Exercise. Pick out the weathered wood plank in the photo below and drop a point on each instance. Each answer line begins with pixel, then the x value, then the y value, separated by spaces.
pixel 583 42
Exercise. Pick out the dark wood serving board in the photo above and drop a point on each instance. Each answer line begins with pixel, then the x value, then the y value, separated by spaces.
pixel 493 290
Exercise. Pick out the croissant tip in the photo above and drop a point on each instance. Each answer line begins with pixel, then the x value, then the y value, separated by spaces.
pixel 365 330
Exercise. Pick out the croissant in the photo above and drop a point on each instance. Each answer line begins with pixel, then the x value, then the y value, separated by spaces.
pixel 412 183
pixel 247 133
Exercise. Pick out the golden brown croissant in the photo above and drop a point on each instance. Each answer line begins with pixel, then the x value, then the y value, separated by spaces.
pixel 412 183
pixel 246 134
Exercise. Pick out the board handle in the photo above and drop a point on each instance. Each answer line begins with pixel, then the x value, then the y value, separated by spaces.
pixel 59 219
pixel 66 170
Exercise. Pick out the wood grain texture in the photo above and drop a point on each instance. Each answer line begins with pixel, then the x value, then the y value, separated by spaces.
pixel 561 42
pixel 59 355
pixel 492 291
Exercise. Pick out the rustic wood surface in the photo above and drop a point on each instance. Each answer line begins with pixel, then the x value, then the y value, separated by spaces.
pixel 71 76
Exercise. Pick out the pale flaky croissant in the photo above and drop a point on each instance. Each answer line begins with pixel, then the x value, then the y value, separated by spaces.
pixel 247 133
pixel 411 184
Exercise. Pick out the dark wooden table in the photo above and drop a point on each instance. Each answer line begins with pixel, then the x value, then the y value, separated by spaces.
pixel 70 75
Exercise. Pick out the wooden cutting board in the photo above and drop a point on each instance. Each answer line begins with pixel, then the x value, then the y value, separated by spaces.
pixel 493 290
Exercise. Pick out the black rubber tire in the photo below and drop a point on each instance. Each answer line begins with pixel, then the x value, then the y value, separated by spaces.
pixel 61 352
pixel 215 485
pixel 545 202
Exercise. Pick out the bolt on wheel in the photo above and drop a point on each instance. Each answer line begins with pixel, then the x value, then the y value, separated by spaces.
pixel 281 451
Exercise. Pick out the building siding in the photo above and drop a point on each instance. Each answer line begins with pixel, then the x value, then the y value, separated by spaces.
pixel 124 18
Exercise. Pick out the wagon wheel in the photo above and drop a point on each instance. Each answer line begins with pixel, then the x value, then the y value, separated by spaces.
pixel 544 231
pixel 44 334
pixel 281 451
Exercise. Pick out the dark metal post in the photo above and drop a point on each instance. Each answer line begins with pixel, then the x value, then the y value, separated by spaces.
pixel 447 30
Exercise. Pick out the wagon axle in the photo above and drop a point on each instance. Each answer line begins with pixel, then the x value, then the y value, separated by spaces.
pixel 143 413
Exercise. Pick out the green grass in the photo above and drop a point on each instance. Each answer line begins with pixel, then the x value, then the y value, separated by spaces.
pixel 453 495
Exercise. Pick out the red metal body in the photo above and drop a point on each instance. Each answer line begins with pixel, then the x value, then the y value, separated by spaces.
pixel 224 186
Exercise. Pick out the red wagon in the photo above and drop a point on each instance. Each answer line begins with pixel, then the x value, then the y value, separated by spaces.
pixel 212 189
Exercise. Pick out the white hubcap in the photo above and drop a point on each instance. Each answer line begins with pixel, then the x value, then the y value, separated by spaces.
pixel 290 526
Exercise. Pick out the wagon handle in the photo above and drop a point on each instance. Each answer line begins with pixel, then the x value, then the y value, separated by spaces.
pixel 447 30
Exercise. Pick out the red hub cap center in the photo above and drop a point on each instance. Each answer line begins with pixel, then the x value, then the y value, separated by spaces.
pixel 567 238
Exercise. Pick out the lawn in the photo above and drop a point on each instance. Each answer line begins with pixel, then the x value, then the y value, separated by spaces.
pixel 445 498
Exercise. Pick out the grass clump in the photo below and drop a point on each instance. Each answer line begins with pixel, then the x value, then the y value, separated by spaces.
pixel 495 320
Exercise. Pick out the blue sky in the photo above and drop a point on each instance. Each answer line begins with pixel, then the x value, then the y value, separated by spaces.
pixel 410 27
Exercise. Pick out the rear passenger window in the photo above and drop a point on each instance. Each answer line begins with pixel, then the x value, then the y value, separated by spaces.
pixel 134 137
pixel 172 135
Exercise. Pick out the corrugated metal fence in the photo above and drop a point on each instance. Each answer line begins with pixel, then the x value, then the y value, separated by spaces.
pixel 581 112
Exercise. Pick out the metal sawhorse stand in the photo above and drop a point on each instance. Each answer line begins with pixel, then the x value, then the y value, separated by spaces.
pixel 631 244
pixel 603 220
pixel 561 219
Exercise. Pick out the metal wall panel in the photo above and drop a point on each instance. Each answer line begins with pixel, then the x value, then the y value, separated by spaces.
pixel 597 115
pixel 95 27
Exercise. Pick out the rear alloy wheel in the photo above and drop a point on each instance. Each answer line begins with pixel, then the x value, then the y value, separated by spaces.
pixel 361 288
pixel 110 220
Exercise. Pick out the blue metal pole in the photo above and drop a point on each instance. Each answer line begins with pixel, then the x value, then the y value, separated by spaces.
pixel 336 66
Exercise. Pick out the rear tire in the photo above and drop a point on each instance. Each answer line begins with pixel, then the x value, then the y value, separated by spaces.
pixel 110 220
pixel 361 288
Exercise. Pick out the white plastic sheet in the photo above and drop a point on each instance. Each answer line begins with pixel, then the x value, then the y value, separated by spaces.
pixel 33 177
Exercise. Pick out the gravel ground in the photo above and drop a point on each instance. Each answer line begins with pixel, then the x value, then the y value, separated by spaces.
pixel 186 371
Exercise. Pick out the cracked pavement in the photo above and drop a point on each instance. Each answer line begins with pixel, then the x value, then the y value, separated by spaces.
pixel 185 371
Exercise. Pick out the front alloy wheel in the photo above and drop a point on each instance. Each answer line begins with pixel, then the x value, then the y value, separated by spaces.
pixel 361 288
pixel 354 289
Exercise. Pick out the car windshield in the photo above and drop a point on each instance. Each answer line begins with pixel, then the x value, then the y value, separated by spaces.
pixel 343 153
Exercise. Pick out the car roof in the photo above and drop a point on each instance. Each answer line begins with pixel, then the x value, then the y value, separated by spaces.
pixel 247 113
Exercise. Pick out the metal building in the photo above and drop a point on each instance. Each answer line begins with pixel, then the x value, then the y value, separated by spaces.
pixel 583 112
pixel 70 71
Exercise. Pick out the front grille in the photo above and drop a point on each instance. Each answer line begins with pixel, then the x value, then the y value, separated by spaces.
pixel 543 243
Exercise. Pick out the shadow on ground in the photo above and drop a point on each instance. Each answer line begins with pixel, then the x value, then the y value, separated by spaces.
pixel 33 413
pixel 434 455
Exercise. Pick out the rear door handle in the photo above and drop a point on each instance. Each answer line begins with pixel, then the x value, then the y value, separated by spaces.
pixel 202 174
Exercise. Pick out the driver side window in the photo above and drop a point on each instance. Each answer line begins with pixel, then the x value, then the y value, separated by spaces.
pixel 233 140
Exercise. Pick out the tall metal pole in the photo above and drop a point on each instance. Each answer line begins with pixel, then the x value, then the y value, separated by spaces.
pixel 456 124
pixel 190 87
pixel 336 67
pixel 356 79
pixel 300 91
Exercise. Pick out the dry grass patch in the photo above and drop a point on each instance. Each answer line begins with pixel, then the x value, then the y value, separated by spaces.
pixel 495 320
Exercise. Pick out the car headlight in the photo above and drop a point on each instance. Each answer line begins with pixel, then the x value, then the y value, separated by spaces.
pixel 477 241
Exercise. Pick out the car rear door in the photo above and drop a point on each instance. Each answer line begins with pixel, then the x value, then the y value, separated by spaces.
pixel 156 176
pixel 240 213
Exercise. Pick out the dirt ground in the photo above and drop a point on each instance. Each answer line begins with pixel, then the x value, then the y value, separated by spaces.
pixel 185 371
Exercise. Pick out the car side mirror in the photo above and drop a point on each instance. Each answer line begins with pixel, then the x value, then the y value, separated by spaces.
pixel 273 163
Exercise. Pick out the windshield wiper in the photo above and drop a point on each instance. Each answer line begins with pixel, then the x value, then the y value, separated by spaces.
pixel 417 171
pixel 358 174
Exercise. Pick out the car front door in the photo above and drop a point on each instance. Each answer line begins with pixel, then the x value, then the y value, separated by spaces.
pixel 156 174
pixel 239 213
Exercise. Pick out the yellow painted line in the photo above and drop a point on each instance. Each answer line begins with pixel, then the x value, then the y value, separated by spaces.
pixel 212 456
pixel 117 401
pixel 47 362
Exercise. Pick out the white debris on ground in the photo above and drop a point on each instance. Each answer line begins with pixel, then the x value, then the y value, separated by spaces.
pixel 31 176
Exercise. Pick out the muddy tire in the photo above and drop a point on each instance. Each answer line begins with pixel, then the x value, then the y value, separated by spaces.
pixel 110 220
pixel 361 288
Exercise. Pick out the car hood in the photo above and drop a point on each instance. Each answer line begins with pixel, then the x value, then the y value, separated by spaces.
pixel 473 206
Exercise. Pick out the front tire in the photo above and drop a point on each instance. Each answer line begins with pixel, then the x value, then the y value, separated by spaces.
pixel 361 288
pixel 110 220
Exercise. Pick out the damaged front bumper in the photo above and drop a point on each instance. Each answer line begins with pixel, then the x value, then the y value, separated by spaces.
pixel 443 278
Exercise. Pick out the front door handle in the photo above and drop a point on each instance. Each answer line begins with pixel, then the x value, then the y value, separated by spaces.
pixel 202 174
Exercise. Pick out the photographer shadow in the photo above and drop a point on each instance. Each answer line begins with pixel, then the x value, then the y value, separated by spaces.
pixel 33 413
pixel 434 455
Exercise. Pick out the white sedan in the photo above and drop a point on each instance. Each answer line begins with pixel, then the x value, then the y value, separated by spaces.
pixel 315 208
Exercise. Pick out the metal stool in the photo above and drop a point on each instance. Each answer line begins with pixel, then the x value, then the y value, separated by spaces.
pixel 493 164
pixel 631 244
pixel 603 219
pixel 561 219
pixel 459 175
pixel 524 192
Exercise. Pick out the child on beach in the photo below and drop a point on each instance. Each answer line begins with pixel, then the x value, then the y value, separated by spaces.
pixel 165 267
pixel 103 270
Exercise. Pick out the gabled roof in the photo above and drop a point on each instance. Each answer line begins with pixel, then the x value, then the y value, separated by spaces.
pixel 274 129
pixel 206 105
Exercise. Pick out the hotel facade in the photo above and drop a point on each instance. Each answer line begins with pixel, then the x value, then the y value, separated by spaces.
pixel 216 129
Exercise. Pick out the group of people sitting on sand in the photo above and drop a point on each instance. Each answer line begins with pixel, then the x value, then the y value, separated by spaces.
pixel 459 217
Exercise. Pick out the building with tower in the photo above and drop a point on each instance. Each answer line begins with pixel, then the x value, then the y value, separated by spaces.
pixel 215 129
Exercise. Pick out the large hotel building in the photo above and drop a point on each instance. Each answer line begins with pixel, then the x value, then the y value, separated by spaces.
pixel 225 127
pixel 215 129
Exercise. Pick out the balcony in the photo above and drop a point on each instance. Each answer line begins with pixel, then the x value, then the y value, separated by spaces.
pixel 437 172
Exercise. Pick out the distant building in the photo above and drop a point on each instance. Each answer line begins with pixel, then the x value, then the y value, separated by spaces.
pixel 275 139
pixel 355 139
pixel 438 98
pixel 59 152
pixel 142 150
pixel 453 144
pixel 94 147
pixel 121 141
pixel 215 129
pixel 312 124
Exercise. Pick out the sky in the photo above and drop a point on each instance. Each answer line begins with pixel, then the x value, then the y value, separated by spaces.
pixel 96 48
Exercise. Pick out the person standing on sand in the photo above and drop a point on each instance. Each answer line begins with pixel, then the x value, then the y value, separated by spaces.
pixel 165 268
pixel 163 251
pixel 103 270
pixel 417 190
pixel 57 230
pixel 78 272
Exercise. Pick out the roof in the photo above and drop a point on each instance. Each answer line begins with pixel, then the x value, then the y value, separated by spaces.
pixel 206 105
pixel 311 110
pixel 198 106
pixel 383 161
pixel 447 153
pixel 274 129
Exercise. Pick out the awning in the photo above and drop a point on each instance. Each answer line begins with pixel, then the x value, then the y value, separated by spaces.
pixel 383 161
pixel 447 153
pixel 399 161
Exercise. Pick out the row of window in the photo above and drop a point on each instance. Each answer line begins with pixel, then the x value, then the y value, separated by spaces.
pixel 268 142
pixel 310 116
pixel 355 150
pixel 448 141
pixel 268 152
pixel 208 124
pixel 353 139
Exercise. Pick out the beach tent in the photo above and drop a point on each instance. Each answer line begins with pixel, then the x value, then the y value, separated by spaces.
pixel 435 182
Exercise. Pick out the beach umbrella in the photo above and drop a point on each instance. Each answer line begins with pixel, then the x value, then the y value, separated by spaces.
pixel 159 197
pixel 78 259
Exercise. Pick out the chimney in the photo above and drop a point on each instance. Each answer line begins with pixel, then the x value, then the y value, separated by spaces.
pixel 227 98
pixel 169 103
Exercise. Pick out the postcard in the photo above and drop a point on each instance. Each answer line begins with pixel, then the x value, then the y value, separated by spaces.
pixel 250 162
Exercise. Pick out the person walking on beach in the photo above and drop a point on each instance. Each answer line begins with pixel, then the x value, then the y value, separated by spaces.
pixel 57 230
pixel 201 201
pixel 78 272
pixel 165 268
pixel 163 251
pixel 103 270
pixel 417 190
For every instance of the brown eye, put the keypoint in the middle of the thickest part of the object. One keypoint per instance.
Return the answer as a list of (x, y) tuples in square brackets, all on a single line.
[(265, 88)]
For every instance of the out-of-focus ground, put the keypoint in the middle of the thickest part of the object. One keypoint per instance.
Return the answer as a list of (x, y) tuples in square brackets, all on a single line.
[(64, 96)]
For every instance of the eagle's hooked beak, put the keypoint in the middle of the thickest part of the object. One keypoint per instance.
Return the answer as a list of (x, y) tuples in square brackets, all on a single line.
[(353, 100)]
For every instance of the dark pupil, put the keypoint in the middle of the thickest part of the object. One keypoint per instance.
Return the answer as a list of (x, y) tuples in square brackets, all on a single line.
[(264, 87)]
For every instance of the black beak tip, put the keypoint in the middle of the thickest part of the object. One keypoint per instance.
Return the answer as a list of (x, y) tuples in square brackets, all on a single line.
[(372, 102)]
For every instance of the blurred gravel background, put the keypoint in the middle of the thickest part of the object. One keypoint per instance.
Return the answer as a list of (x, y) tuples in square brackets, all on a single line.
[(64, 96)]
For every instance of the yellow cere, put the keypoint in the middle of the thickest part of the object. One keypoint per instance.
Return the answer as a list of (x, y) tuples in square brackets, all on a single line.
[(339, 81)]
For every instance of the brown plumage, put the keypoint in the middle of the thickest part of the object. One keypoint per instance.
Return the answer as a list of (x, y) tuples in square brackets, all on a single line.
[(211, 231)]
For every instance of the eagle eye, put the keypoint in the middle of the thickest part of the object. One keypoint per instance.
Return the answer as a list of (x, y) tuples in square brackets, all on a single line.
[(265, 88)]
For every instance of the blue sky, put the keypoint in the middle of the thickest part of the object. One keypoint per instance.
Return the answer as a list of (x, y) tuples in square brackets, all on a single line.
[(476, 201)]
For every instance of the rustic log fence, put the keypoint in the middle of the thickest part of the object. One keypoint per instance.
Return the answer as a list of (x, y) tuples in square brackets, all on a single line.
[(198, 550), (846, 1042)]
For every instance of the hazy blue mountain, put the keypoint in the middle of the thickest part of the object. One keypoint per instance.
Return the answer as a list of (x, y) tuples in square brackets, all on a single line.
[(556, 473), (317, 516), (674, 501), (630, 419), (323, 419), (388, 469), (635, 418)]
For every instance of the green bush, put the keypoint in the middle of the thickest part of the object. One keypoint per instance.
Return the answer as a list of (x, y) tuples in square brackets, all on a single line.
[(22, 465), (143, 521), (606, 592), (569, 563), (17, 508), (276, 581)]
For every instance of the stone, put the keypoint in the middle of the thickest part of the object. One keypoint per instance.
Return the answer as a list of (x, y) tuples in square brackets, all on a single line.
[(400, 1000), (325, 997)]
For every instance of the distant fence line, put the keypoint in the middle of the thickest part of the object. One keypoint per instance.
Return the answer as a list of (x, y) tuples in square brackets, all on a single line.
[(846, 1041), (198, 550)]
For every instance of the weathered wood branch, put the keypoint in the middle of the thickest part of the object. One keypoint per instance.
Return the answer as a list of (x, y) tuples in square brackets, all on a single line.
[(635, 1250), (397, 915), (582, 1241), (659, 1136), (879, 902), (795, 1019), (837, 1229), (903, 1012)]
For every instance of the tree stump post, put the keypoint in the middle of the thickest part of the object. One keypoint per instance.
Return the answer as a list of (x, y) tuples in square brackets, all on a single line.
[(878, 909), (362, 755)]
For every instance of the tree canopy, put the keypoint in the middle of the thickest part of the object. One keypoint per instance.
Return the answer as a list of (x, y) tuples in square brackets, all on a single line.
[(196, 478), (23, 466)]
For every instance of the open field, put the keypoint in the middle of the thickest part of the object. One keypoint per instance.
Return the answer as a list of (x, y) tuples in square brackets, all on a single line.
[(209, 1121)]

----

Among the lines of the entries above, count those containing the string "beak". Write the number alone.

2